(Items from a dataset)
^^^^^^^^^^^^^^^^
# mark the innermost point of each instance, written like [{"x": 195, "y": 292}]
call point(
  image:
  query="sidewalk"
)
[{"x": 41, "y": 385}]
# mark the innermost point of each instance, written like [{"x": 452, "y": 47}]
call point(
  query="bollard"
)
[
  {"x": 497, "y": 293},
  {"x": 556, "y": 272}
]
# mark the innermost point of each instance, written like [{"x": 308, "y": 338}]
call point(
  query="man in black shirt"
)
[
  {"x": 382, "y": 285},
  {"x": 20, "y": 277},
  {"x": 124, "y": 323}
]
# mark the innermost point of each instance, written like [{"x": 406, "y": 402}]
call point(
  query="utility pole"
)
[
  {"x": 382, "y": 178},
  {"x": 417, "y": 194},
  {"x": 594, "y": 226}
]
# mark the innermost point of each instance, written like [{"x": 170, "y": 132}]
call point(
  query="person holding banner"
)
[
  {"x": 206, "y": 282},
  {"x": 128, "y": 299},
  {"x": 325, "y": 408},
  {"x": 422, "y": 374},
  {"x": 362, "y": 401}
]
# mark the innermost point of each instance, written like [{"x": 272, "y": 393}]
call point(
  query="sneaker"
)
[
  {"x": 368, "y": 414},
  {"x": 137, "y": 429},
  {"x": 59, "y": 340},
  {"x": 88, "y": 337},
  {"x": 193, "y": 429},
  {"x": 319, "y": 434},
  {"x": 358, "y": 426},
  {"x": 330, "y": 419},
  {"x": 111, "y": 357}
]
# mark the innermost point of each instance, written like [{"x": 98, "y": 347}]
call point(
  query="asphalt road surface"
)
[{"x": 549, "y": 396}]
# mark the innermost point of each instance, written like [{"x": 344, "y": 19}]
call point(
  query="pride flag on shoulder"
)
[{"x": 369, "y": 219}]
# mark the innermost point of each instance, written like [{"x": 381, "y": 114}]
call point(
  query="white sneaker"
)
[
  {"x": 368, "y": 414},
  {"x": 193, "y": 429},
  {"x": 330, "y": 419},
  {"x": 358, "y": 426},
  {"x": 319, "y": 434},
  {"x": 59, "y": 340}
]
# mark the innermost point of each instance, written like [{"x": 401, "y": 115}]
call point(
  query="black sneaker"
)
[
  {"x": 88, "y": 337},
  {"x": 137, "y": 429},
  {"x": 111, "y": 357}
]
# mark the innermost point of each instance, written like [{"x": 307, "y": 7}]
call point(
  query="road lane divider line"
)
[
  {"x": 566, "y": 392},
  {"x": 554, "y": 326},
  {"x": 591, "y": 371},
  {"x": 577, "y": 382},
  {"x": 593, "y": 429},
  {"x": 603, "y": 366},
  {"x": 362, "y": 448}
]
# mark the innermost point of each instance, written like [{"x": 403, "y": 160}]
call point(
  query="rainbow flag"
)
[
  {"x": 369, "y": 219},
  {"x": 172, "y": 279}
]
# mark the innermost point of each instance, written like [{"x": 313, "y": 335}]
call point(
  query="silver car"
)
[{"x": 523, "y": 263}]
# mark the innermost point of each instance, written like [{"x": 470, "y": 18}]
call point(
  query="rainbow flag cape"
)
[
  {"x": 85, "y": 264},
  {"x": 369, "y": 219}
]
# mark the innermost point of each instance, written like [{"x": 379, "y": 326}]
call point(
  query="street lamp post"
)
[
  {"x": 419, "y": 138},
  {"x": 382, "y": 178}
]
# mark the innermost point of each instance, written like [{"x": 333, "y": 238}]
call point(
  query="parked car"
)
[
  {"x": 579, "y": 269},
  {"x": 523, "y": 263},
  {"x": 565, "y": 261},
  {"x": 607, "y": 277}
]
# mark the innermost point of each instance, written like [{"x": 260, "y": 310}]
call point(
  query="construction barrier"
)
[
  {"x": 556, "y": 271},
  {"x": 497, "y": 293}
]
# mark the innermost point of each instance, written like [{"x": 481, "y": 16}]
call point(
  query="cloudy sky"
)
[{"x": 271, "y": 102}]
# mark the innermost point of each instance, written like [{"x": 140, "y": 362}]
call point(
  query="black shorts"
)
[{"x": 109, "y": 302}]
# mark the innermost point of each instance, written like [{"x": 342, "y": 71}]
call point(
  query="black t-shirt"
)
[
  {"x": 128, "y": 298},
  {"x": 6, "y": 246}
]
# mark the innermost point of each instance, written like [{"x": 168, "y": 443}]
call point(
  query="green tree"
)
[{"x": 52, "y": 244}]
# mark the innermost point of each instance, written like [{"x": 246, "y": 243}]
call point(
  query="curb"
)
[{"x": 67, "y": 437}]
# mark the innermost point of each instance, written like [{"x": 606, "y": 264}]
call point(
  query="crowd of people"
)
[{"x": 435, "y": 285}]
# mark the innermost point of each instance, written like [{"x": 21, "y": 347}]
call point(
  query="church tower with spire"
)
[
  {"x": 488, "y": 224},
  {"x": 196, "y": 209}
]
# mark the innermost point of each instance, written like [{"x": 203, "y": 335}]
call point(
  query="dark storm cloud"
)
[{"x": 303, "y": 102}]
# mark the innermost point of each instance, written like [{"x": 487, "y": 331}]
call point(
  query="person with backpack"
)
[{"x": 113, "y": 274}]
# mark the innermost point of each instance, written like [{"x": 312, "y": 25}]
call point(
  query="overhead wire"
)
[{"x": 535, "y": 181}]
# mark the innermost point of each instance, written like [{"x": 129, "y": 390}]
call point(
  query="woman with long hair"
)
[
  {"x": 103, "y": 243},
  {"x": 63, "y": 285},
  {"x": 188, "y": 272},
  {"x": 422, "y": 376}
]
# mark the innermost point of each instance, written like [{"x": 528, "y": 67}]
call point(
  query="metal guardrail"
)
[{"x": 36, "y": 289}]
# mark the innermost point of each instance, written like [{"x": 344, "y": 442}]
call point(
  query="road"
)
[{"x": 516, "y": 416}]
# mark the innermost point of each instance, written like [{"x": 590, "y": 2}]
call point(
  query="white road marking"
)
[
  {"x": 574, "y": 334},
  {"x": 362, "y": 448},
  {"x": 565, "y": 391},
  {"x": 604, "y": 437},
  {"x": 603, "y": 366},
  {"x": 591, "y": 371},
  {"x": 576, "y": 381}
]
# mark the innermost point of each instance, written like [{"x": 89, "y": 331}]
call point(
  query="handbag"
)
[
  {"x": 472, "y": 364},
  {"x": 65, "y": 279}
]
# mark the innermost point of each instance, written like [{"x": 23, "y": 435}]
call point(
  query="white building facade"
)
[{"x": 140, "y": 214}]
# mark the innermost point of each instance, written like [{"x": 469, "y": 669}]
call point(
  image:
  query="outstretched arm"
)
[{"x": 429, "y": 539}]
^^^^^^^^^^^^^^^^
■ Task prompt: Exactly reproduce the material above.

■ Output for this task:
# mark the innermost point of each instance, written like [{"x": 195, "y": 292}]
call point(
  image:
  query="sidewalk"
)
[{"x": 41, "y": 385}]
# mark the innermost point of each instance, written like [{"x": 452, "y": 47}]
call point(
  query="bollard"
)
[
  {"x": 497, "y": 293},
  {"x": 556, "y": 272}
]
# mark the innermost point of each instance, written like [{"x": 308, "y": 338}]
call point(
  query="man in black shirt"
)
[
  {"x": 382, "y": 285},
  {"x": 20, "y": 277},
  {"x": 124, "y": 323}
]
# mark the innermost point of each instance, written like [{"x": 406, "y": 402}]
call point(
  query="utility pole"
)
[
  {"x": 382, "y": 178},
  {"x": 417, "y": 194},
  {"x": 594, "y": 226}
]
# mark the innermost point of each instance, written like [{"x": 170, "y": 132}]
call point(
  query="person holding banner"
)
[
  {"x": 206, "y": 282},
  {"x": 128, "y": 299},
  {"x": 325, "y": 408},
  {"x": 422, "y": 374},
  {"x": 362, "y": 401}
]
# mark the innermost point of each instance, written like [{"x": 272, "y": 393}]
call point(
  query="sneaker"
)
[
  {"x": 368, "y": 414},
  {"x": 137, "y": 429},
  {"x": 59, "y": 340},
  {"x": 88, "y": 337},
  {"x": 193, "y": 429},
  {"x": 319, "y": 434},
  {"x": 358, "y": 426},
  {"x": 330, "y": 419},
  {"x": 111, "y": 357}
]
# mark the innermost point of each instance, written like [{"x": 98, "y": 347}]
call point(
  query="asphalt road surface"
)
[{"x": 549, "y": 396}]
# mark the innermost point of each instance, written like [{"x": 344, "y": 19}]
call point(
  query="pride flag on shoulder"
)
[{"x": 369, "y": 219}]
# mark the innermost point of each instance, written like [{"x": 381, "y": 114}]
call point(
  query="white sneaker"
)
[
  {"x": 368, "y": 414},
  {"x": 193, "y": 429},
  {"x": 330, "y": 419},
  {"x": 358, "y": 426},
  {"x": 319, "y": 434},
  {"x": 59, "y": 340}
]
# mark the innermost point of each instance, written like [{"x": 401, "y": 115}]
call point(
  query="black sneaker"
)
[
  {"x": 88, "y": 337},
  {"x": 137, "y": 429},
  {"x": 111, "y": 357}
]
# mark the innermost point of each instance, written like [{"x": 307, "y": 7}]
call point(
  query="road lane divider line"
)
[
  {"x": 566, "y": 392},
  {"x": 554, "y": 326},
  {"x": 591, "y": 371},
  {"x": 577, "y": 382},
  {"x": 593, "y": 429},
  {"x": 603, "y": 366},
  {"x": 362, "y": 448}
]
# mark the innermost point of each instance, written like [{"x": 403, "y": 160}]
call point(
  query="rainbow flag"
)
[
  {"x": 369, "y": 219},
  {"x": 172, "y": 279}
]
# mark the innermost point of each instance, written like [{"x": 313, "y": 335}]
call point(
  query="silver car"
)
[{"x": 523, "y": 263}]
# mark the innermost point of each instance, written like [{"x": 470, "y": 18}]
call point(
  query="rainbow flag cape"
)
[
  {"x": 85, "y": 264},
  {"x": 369, "y": 219}
]
# mark the innermost point of each instance, written like [{"x": 379, "y": 326}]
call point(
  query="street lamp post"
)
[
  {"x": 419, "y": 138},
  {"x": 382, "y": 178}
]
# mark the innermost point of each instance, written like [{"x": 333, "y": 238}]
call point(
  query="parked car"
)
[
  {"x": 579, "y": 269},
  {"x": 523, "y": 263},
  {"x": 565, "y": 261},
  {"x": 607, "y": 277}
]
# mark the innermost point of each instance, written like [{"x": 260, "y": 310}]
call point(
  query="construction barrier"
)
[
  {"x": 556, "y": 271},
  {"x": 497, "y": 293}
]
# mark the innermost point of each instance, written like [{"x": 481, "y": 16}]
call point(
  query="cloudy sky"
)
[{"x": 271, "y": 102}]
# mark the innermost point of each instance, written like [{"x": 140, "y": 362}]
call point(
  query="black shorts"
)
[{"x": 109, "y": 302}]
# mark the innermost point of each instance, written like [{"x": 342, "y": 71}]
call point(
  query="black t-shirt"
)
[
  {"x": 128, "y": 298},
  {"x": 6, "y": 246}
]
# mark the innermost point of each instance, written like [{"x": 168, "y": 443}]
call point(
  query="green tree"
)
[{"x": 52, "y": 244}]
# mark the innermost point of each instance, written like [{"x": 246, "y": 243}]
call point(
  query="curb"
)
[{"x": 67, "y": 437}]
# mark the innermost point of each instance, written like [{"x": 606, "y": 264}]
call point(
  query="crowd of people"
)
[{"x": 435, "y": 285}]
# mark the innermost point of each instance, written like [{"x": 21, "y": 347}]
call point(
  query="church tower with spire"
)
[
  {"x": 488, "y": 224},
  {"x": 196, "y": 209}
]
# mark the innermost point of each instance, written like [{"x": 203, "y": 335}]
call point(
  query="dark storm cloud"
)
[{"x": 303, "y": 102}]
# mark the innermost point of each instance, written like [{"x": 487, "y": 331}]
call point(
  query="person with backpack"
)
[{"x": 113, "y": 274}]
# mark the innermost point of each instance, written like [{"x": 312, "y": 25}]
call point(
  query="overhead wire"
)
[{"x": 535, "y": 181}]
# mark the innermost point of each instance, written like [{"x": 129, "y": 390}]
call point(
  query="woman with long hair"
)
[
  {"x": 103, "y": 243},
  {"x": 63, "y": 285},
  {"x": 188, "y": 272},
  {"x": 422, "y": 376}
]
# mark the innermost point of each instance, written like [{"x": 528, "y": 67}]
call point(
  query="metal guardrail"
)
[{"x": 36, "y": 289}]
# mark the innermost point of each instance, written like [{"x": 344, "y": 442}]
call point(
  query="road"
)
[{"x": 516, "y": 416}]
# mark the innermost point of each instance, written like [{"x": 590, "y": 2}]
call point(
  query="white road marking"
)
[
  {"x": 574, "y": 334},
  {"x": 362, "y": 448},
  {"x": 565, "y": 391},
  {"x": 604, "y": 437},
  {"x": 603, "y": 366},
  {"x": 591, "y": 371},
  {"x": 576, "y": 381}
]
# mark the innermost point of each instance, written like [{"x": 89, "y": 331}]
call point(
  query="handbag"
)
[
  {"x": 472, "y": 364},
  {"x": 65, "y": 279}
]
# mark the innermost point of each instance, written like [{"x": 23, "y": 435}]
call point(
  query="white building facade"
)
[{"x": 140, "y": 214}]
# mark the innermost point of each instance, written like [{"x": 469, "y": 669}]
call point(
  image:
  query="outstretched arm"
)
[{"x": 429, "y": 539}]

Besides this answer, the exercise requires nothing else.